* Given text *
□ □ □ □

/mostack

A kubernetes best practices stack that is always changing

Primary LanguageShell

Mo'z Kubernetes reference stack

(To automate all da things in 2018)

Using Kubernetes because...reasons (go Google).

This stack is based on the GitOps approach, where a Flux operator listens for HelmReleases being deployed. Such a release is in essence a helm package that gets registered with the operator, to be idempotently deployed to achieve the desired state. Any changes to this config will be picked up by the operator and consistently deployed, or rolled back when undeployable. This operator also listens to the deployed docker images endpoints (the docker repositories hosting them) for any new tags (according to some configurable pattern match) and will do a rolling update according to the desired strategy, or again rollback upon failure. On success it will then write back the newly used image tag into the config and commit+push to the source repo.

This repo is a helm chart with subcharts containing such HelmRelease configs as well as any additional configuration for that service. Each subchart holds all that is necessary for the operator to bring up that particular service. When this helm chart is deployed onto a cluster, the HelmRelease operator will reconcile the cluster with these configs and all the platform's services should come up.

One source to rule them all.

So far I am using the following Kubernetes applications/tools:

  • Kubernetes for describing our container infrastructure.
  • Helm for packaging and deploying of Kubernetes apps and subapps.
  • Weave Flux operator, which monitors this repo and reconciles the cluster state with the declarations found in this repo.
  • Docker Registry for storing locally built images, and as a proxy + cache for public docker hub images (disabled for now).
  • Prometheus Operator + Prometheus + Grafana for monitoring.
  • Calico for networking and policies k8s style.
  • Cert Manager for automatic https certificate creation for public endpoints.
  • ElasticSearch + Kibana for log indexing & viewing.
  • Weave Scope for a graphic overview of the network topology and services.
  • Drone for Ci/CD.

Wishlist for the next version:

  • Istio for service mesh security, insights and other enhancements.
  • Ambassador: the new kubernetes native api gateway.

Alright, let's get to it. Follow me please! We will be going through the following workflow:

  1. Configuration
  2. Deployment & development
  3. Testing the apps

At any point can any step be re-run to result in the same (idempotent) state. After destroying the cluster, and then running install again, all storage endpoints will still contain the previously built/cached artifacts and configuration. The next boot should thus be faster :)

PREREQUISITES:

  • A running Kubernetes cluster with RBAC enabled and kubectl installed on your local machine. (I suggest you check out morriz/k8s-dev/cluster for some flavors and insights.)
  • Helm client (brew install helm?).
  • Forked Morriz/nodejs-demo-api
  • Letsencrypt staging CA (click and add to your browser's cert manager temporarily if you'd like to bypass browser warnings about https)

□ □ □ □

* Data *
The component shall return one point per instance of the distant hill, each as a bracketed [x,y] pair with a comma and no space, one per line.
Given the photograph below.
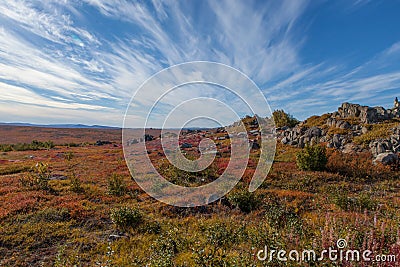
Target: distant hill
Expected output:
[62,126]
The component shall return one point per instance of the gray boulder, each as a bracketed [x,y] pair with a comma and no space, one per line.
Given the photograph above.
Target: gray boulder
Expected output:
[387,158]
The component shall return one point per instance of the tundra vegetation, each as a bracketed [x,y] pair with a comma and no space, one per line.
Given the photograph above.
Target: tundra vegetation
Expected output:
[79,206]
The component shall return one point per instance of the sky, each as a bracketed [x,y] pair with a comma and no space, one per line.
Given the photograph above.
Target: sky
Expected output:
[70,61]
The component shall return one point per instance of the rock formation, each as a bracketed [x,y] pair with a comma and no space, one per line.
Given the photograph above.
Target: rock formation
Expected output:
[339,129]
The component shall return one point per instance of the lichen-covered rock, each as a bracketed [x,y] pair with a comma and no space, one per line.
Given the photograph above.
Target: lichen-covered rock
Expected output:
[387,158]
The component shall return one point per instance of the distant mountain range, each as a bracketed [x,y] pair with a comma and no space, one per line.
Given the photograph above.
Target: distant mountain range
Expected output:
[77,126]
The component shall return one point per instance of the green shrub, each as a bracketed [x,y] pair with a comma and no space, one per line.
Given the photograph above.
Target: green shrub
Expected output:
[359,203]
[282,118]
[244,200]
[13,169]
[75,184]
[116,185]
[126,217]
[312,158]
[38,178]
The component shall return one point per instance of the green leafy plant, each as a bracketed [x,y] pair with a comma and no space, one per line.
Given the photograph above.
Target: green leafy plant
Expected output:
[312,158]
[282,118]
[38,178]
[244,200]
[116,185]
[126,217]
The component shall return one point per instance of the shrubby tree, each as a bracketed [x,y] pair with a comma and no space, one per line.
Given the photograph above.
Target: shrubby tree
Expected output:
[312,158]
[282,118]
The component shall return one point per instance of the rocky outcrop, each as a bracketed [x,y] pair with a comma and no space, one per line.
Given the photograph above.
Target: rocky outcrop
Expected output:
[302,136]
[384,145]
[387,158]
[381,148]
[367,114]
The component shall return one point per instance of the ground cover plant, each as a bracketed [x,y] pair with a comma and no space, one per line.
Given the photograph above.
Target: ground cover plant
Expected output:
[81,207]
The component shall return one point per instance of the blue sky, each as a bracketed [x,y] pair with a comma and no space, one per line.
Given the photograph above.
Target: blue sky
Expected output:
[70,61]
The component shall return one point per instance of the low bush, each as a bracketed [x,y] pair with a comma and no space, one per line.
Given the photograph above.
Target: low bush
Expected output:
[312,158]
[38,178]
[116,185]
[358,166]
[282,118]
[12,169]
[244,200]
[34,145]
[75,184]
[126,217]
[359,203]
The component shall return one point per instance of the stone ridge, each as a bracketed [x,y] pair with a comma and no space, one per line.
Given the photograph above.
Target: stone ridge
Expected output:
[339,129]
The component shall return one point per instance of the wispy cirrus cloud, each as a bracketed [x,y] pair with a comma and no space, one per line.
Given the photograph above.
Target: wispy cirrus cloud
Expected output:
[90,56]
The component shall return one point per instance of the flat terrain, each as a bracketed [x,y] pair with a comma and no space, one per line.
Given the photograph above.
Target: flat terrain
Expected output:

□ □ □ □

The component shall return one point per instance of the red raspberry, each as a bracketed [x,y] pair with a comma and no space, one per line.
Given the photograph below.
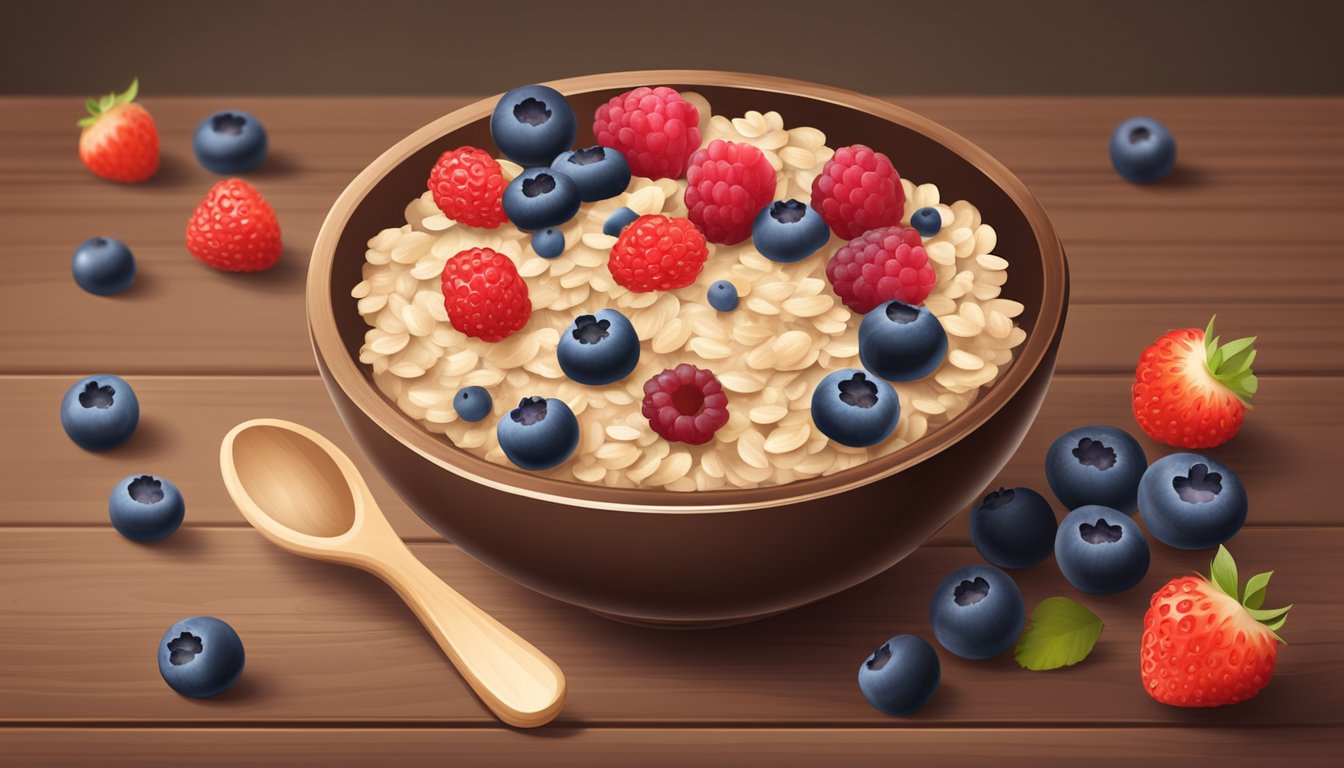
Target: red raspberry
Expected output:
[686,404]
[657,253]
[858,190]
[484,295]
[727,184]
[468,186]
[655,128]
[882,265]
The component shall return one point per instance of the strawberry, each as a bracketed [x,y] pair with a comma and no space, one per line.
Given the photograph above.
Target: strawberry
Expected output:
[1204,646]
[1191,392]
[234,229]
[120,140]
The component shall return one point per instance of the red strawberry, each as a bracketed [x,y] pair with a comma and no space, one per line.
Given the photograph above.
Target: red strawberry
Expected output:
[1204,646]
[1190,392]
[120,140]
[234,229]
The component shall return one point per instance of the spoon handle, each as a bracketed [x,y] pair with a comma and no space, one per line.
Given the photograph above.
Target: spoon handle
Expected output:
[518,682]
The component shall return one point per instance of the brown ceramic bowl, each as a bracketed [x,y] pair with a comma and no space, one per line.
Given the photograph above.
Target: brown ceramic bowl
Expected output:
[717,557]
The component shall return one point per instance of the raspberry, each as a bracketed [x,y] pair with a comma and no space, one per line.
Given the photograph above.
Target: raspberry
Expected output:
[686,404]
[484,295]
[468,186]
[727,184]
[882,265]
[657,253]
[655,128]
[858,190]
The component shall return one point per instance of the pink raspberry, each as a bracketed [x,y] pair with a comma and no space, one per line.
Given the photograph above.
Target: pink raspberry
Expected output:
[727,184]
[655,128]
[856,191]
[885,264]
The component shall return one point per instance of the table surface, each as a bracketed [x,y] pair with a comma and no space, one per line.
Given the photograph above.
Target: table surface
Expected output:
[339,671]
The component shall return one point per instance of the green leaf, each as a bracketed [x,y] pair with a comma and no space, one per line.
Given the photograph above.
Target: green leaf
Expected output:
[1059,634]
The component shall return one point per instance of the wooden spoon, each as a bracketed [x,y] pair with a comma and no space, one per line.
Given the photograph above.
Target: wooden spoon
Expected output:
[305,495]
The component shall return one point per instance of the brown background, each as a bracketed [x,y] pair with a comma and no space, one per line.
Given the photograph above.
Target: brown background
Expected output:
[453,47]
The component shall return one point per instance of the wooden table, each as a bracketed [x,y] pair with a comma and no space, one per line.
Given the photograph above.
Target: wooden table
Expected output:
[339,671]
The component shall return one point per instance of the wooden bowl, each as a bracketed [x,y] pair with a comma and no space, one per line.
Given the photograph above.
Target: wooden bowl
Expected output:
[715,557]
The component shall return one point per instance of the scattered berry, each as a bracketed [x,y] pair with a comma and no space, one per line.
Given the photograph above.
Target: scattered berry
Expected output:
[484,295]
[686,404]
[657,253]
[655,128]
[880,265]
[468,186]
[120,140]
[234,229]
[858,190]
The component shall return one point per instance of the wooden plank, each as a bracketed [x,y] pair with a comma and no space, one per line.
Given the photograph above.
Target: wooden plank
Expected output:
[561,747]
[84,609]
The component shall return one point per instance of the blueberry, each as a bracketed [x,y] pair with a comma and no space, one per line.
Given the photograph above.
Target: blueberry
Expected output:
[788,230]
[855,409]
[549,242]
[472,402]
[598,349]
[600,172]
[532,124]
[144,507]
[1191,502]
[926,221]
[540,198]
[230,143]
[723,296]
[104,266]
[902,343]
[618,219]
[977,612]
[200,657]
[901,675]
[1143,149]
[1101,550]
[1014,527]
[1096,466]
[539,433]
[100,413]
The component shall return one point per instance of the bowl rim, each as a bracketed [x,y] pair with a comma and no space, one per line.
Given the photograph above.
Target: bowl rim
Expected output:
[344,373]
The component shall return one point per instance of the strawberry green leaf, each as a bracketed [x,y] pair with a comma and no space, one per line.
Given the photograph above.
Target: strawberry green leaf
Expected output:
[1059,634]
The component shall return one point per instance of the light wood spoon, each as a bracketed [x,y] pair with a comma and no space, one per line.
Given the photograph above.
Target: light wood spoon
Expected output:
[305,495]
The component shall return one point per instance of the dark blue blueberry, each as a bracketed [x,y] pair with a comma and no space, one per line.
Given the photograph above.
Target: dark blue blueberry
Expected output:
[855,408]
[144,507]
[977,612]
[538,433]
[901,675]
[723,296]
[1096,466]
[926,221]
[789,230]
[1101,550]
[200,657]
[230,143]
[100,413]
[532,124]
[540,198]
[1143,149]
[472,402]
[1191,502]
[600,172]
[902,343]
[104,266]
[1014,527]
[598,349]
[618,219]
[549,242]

□ □ □ □

* Given instruction 1 *
Could you copy the Kubernetes stack text word for word, between "At any point" and "flavors and insights.)", inclusive?
* Given instruction 2 *
Can you pick up the Kubernetes stack text after its final line and keep writing it?

* Expected answer 1 *
At any point can any step be re-run to result in the same (idempotent) state. After destroying the cluster, and then running install again, all storage endpoints will still contain the previously built/cached artifacts and configuration. The next boot should thus be faster :)

PREREQUISITES:

  • A running Kubernetes cluster with RBAC enabled and kubectl installed on your local machine. (I suggest you check out morriz/k8s-dev/cluster for some flavors and insights.)

* Expected answer 2 *
  • ssh passwordless sudo access. On OSX I have to add my key like this: ssh-add -K ~/.ssh/id_rsa.
  • For cert-manager to work (it autogenerates letsencrypt certs), make sure port 80 and 443 are forwarded to your local machine:
    • by manipulating your firewall
    • or by tunneling a domain from ngrok (and using that as $CLUSTER_HOST in the config below):
      • free account: just run ngrok http 80 in a dedicated terminal window that you will want to keep open, because it creates a temporary host until the tunnel dies.
      • biz account: see provided tpl/ngrok.yaml that you can modify and then run bin/ngrok.sh.
  • When using letsencrypt staging certs: For (Github) repo webhooks to be able to talk to drone in our cluster these hooks need to have https disabled.
  • Create an oAuth app for our Drone and copy the key & secret in GitHub so that drone can operate on your forked Morriz/nodejs-api-demo repo. Fill in those secrets in the drone.yaml values below.

1. Configuration

Copy secrets/sample.sh to secrets/local.sh (and secrets/gce.sh for deploying to gce), and edit them. If needed you can also edit values/*.yaml (see all the options in charts/*/values.yaml), but for a first boot I would leave them as is.

IMPORTANT: The $CLUSTER_HOST subdomains must all point to your laptop ip (I use ngrok for that, see bin/ngrok.sh). Then the bin/tunnel-to-ingress.sh script can forward incoming port 443 and 80 to the nginx controller, which will serve all our public ingresses.

Deploying & Developing

2.1 Deployment

Start by installing the prerequisites like Helm's Tiller, PVs, some RBAC and some CRDs:

sh bin/install-prerequisites.sh

Wait for it to complete, and then deploy the motherload:

sh bin/deploy.sh

This will install the main GitOps operator that will reconcile the state of the cluster with this GitOps repo. That may take a long time as it needs to pull in the docker images on all the nodes.

Follow the instructions on the screen, as some keys will be generated. The public gitops key needs to be stored in gitlab.com/emtransit/platform/services/settings/repository as deploy keys. The SealedSecrets controllers' private key needs to go in our main company secret vault (LastPass?), in case you are deploying to the cloud.

2.2 Developing

To avoid going through the flux mechanism for testing your modifications, you may deploy the stack directly with helmfile.

First generate the secrets and values:

bin/gen-values-tmp.sh

To install the entire stack:

helmfile apply
# or to do both with the alias hf="bin/gen-values-tmp.sh && helmfile"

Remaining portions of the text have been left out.